▶ _Page_
Yeah, the comment was copied from x86. It's also true for ARM as a hotplug
controller on the parent bus is required for virtio-mem-pci device hot-add,
according to the following commit log.

commit a0a49813f7f2fc23bfe8a4fc6760e2a60c9a3e59
Author: David Hildenbrand <david@redhat.com>
Date:   Wed Jun 19 15:19:07 2019 +0530

     pc: Support for virtio-pmem-pci
     
     Override the device hotplug handler to properly handle the memory device
     part via virtio-pmem-pci callbacks from the machine hotplug handler and
     forward to the actual PCI bus hotplug handler.
     
     As PCI hotplug has not been properly factored out into hotplug handlers,
     most magic is performed in the (un)realize functions. Also some PCI host
     buses don't have a PCI hotplug handler at all yet, just to be sure that
     we alway have a hotplug handler on x86, add a simple error check.

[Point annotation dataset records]
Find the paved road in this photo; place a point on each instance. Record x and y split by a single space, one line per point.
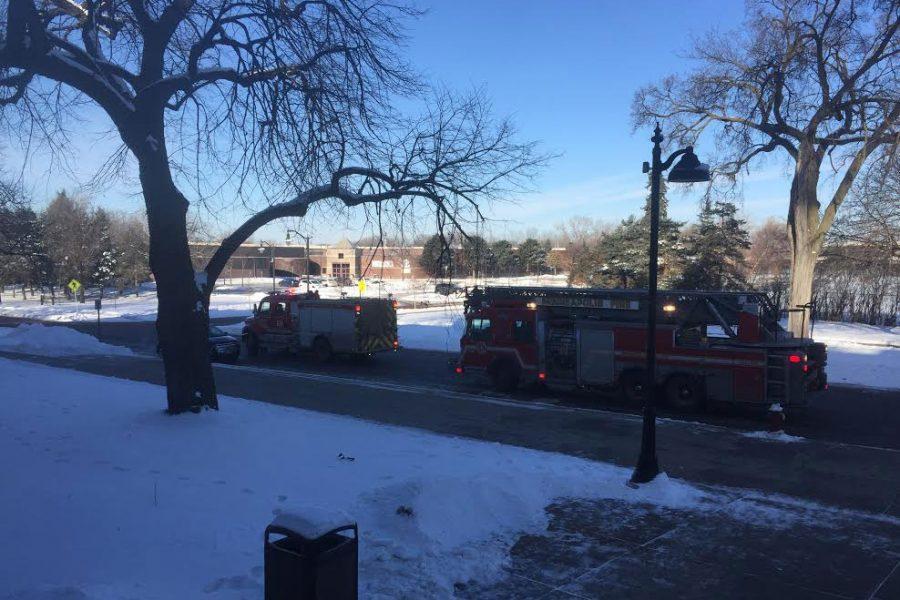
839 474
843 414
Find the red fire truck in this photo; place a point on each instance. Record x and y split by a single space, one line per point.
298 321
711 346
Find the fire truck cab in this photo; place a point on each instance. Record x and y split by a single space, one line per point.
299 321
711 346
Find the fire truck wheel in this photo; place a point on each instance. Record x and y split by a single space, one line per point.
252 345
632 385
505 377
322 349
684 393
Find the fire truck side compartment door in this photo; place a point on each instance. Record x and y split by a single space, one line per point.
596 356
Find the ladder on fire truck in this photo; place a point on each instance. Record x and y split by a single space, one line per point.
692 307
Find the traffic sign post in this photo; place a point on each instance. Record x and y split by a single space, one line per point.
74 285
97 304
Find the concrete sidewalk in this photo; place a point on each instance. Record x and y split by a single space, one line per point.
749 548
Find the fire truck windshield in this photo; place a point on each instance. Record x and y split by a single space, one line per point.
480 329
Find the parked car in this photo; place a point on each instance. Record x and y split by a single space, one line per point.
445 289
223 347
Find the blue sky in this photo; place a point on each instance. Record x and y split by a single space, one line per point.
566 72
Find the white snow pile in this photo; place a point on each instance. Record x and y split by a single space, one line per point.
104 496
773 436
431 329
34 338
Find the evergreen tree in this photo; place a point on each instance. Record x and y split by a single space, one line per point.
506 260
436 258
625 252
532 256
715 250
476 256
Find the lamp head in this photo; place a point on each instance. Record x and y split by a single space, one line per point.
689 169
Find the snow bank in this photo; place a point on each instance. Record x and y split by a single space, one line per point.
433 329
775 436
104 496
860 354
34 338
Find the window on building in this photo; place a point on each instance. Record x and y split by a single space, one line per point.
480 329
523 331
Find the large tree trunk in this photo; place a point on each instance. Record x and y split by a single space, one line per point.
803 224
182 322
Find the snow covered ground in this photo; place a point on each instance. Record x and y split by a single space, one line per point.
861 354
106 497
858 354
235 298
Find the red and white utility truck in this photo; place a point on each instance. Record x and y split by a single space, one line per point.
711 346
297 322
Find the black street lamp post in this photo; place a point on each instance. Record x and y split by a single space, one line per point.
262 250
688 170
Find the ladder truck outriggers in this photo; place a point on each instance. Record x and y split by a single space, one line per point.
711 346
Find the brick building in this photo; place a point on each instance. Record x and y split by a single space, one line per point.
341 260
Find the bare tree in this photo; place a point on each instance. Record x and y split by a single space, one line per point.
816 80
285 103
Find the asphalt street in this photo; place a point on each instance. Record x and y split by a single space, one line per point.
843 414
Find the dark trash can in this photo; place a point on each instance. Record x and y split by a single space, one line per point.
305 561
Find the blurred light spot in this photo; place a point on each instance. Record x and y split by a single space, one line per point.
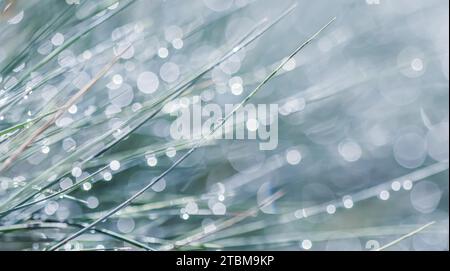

▶ _Written exercise 1_
Name the field labels that appear at the start of the three header lines of the commit quoted in the hotplug excerpt.
▶ _Written exercise 2_
Who is given as the author of the commit quoted in the hotplug excerpt?
▶ _Written exercise 3_
Output the part of the hotplug excerpt starting with "Yeah, the comment" and going on through "following commit log.".
The listing comes from a different source than the hotplug excerpt.

▶ _Correct result 1_
commit, Author, Date

▶ _Correct result 2_
David Hildenbrand <david@redhat.com>

▶ _Correct result 3_
Yeah, the comment was copied from x86. It's also true for ARM as a hotplug
controller on the parent bus is required for virtio-mem-pci device hot-add,
according to the following commit log.